═════ PASSAGE PROVIDED
11 · Deploying a web app
Ship the app the same way the MLOps track ships models: containerize it. A Flask app runs behind `gunicorn` (the dev server isn't production-grade); a Streamlit app runs with `streamlit run` on port 8501. A `Dockerfile` + `requirements.txt` makes either reproducible, then the MLOps cloud options take it live.
Deploy by CONTAINERIZING, exactly like the MLOps track: a `requirements.txt` pins deps, a `Dockerfile` packages the app. A Flask app's `CMD` runs `gunicorn` (a real WSGI server — the built-in dev server is NOT production-grade); a Streamlit app's `CMD` runs `streamlit run` bound to `0.0.0.0:8501`. The image then deploys through the SAME cloud options the MLOps track covered (Docker registry → cloud run/host).
Without this:
Running the Flask dev server in production can't handle real load and exposes the debugger as an attack surface; and without a container the app's exact Python/dependency environment can't be reproduced on the cloud host.
Your app works locally — now you need it live, on a server anyone can reach. The good news: you've already learned the how in the MLOps track. Deploying a web app is the same playbook as deploying a model — containerize it, then push it to the cloud — with one app-specific twist: the start command.
Step 1 — pin dependencies with requirements.txt. List the exact packages the app needs (flask, gunicorn, scikit-learn, joblib — or streamlit, pandas, ...). This is what makes the environment reproducible: the cloud host installs precisely these, so it runs the same code you ran locally.
Step 2 — write a Dockerfile. Just like the MLOps track (Ch 2, Docker): start from a Python base image, copy in the code and requirements.txt, pip install, and set the CMD that launches the server. The CMD is the one line that differs between a Flask and a Streamlit app:
Flask in production → gunicorn, NOT the dev server. Recall lesson 2's warning: app.run(debug=True) is for development only. The built-in server is single-threaded, slow under load, and (with debug) a security hole. In production you run Flask behind a real WSGI server — gunicorn — which handles many concurrent requests across worker processes:
CMD ["gunicorn", "-b", "0.0.0.0:8000", "app:app"] — app:app means "the app object inside app.py", and -b 0.0.0.0:8000 binds all interfaces (so the container is reachable) on port 8000.
Streamlit in production → streamlit run, port 8501. Streamlit ships its own production-capable server, so there's no gunicorn equivalent — you run the same streamlit run command, but bind it for a container:
CMD ["streamlit", "run", "app.py", "--server.port=8501", "--server.address=0.0.0.0"] — port 8501 is Streamlit's conventional port, and --server.address=0.0.0.0 makes it reachable from outside the container (not just localhost).
Step 3 — deploy via the MLOps cloud options. Once the image is built, it's just a container — so it ships exactly like a model image: push it to a registry and run it on a cloud platform (the MLOps track, Ch 7, cloud deployment covers the options — cloud run services, container hosts, etc.). Expose the right port (8000 for the Flask example, 8501 for Streamlit), and the app is live.
The key principle: a web app is just another container. Everything the MLOps track taught about Docker and cloud deployment applies unchanged; the only web-specific decisions are the CMD (gunicorn vs streamlit run) and the exposed port.
══════════
PROBLEM DETAILS =
Reproduce everything in the web app deployment passage from "11 · Deploying" down to "registry → cloud run/host).". Work only from the web app deployment passage.
═════ DATA UNDER STUDY
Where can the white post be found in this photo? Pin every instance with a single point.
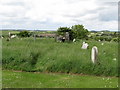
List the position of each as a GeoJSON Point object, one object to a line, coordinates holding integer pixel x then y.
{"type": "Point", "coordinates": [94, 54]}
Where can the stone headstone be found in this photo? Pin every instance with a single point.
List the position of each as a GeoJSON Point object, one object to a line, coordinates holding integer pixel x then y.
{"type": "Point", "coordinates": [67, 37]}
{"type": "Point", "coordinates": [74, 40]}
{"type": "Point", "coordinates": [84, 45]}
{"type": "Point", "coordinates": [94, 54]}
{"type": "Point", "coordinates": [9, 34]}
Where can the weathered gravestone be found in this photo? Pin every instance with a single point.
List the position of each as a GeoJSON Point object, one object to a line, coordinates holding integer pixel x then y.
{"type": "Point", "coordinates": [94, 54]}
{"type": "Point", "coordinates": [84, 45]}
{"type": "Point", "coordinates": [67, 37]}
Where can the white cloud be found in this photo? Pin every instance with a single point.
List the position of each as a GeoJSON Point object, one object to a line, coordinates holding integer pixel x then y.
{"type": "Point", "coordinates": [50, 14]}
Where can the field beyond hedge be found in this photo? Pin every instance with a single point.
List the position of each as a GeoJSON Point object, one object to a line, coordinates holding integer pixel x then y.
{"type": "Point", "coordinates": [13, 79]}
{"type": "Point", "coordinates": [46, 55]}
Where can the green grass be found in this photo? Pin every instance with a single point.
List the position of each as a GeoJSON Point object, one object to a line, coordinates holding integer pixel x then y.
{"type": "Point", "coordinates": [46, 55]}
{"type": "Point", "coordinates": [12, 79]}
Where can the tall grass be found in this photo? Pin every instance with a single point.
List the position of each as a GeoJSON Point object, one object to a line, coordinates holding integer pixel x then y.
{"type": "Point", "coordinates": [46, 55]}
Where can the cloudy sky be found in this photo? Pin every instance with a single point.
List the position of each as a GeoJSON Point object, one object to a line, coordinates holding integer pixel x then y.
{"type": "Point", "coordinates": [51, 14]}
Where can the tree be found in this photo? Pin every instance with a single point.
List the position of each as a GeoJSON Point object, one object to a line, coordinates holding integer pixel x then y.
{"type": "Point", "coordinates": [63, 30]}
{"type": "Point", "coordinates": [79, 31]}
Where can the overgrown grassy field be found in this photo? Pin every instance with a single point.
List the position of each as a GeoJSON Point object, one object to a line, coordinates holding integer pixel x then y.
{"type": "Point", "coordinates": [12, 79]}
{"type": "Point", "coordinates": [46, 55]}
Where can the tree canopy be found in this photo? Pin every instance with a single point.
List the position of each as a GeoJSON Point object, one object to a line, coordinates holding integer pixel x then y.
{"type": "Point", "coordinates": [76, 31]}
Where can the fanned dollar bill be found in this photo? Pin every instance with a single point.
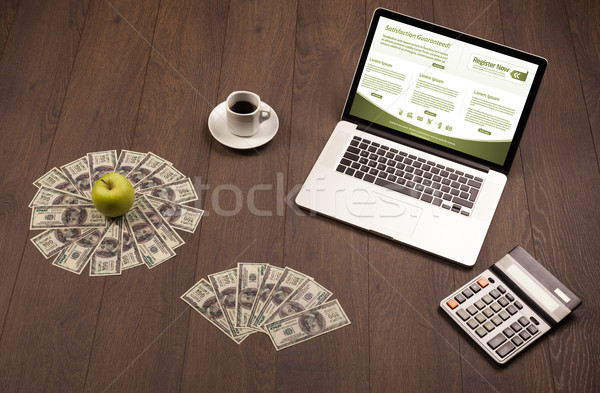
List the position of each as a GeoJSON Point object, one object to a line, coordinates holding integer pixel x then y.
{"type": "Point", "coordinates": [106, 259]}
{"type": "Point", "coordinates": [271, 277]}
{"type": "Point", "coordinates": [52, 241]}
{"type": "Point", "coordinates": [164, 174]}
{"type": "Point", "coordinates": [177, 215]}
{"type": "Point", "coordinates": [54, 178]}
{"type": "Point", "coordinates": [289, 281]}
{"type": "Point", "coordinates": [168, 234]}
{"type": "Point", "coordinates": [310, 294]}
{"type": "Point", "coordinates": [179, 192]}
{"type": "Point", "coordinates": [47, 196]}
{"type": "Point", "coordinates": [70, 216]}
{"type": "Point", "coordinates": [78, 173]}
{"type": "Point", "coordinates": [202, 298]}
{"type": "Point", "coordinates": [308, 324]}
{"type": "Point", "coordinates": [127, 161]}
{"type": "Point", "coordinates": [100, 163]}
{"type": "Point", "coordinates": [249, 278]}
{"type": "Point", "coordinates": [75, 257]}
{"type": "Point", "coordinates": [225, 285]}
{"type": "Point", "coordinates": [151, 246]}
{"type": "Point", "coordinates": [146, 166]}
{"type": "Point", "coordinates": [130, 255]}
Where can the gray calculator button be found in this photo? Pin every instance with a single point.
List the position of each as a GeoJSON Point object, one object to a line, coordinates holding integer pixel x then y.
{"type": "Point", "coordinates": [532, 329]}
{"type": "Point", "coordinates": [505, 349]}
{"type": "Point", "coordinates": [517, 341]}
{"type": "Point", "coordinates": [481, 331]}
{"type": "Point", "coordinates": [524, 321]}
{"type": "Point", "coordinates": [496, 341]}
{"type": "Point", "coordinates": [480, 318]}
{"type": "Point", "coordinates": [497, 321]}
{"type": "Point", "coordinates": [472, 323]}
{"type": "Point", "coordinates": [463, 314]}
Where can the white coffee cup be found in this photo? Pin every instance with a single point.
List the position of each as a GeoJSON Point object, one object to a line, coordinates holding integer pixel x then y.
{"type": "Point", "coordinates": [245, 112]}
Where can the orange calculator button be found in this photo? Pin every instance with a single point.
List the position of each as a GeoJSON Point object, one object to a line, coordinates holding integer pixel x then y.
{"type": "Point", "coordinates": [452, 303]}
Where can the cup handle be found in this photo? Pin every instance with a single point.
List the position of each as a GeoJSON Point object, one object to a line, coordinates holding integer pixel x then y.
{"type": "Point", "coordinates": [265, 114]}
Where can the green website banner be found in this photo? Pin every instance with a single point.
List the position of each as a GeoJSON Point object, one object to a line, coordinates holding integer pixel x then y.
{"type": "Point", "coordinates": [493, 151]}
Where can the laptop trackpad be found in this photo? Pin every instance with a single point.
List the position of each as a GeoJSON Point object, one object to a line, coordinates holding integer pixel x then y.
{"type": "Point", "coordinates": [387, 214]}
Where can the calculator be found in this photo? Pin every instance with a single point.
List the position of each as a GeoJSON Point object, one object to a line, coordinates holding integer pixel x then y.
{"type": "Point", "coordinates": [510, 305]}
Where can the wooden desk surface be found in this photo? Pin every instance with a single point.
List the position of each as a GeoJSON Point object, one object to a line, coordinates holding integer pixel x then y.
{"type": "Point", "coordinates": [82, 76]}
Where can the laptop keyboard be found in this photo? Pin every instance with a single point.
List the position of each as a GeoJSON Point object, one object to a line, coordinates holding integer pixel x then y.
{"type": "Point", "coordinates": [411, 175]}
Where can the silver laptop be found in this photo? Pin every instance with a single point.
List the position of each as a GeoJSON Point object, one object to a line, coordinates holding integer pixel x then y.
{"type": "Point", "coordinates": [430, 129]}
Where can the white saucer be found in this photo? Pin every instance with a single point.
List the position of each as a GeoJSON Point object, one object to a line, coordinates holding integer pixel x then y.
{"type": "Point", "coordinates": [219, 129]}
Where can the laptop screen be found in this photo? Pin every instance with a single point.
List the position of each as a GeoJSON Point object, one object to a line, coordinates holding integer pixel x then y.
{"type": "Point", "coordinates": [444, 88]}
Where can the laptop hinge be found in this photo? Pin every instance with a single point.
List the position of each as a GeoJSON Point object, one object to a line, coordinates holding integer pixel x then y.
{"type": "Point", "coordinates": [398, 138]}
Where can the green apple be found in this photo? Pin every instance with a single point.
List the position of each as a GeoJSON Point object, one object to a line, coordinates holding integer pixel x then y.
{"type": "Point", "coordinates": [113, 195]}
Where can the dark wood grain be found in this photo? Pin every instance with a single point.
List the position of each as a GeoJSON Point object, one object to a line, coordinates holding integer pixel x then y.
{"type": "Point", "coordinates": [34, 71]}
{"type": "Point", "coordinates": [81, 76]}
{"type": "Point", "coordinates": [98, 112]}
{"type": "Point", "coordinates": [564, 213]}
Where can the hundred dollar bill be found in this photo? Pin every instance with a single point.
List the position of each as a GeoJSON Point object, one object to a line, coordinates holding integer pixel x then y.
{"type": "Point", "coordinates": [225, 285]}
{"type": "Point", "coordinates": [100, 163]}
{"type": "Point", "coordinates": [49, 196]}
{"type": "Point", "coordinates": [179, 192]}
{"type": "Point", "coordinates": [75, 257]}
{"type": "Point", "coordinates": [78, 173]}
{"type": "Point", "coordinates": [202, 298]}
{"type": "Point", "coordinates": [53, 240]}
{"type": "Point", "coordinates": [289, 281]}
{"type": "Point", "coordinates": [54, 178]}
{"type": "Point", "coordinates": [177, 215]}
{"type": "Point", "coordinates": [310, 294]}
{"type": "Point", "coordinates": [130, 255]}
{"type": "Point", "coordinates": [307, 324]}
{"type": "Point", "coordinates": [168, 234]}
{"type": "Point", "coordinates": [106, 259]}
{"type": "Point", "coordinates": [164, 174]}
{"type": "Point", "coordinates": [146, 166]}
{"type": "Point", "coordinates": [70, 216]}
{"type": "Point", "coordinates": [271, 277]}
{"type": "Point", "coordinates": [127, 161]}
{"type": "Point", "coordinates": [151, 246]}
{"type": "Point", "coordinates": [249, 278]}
══════════
═════ DATA UNDER STUDY
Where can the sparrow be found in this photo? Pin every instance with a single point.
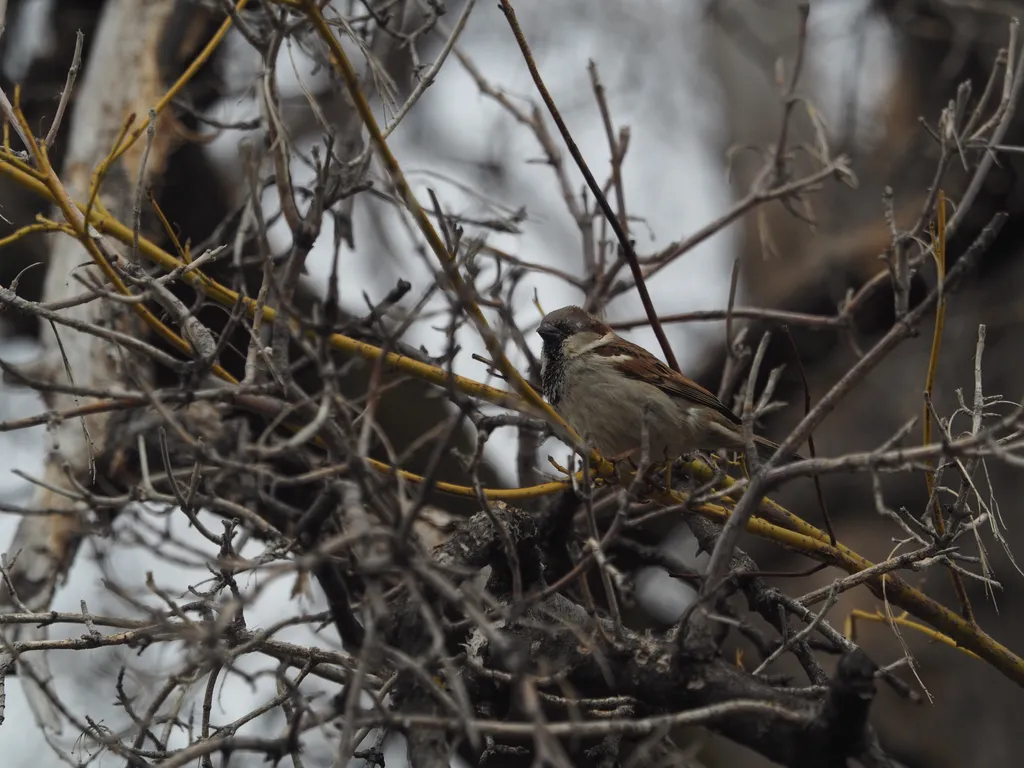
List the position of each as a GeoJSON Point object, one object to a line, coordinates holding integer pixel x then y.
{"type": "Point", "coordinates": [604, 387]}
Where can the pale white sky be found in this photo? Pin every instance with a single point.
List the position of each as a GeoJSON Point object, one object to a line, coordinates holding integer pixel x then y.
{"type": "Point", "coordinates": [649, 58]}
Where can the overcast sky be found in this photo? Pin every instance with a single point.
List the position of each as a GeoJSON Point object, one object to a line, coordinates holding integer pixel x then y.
══════════
YOUR SOLUTION =
11 · Deploying a web app
Ship the app the same way the MLOps track ships models: containerize it. A Flask app runs behind `gunicorn` (the dev server isn't production-grade); a Streamlit app runs with `streamlit run` on port 8501. A `Dockerfile` + `requirements.txt` makes either reproducible, then the MLOps cloud options take it live.
Deploy by CONTAINERIZING, exactly like the MLOps track: a `requirements.txt` pins deps, a `Dockerfile` packages the app. A Flask app's `CMD` runs `gunicorn` (a real WSGI server — the built-in dev server is NOT production-grade); a Streamlit app's `CMD` runs `streamlit run` bound to `0.0.0.0:8501`. The image then deploys through the SAME cloud options the MLOps track covered (Docker registry → cloud run/host).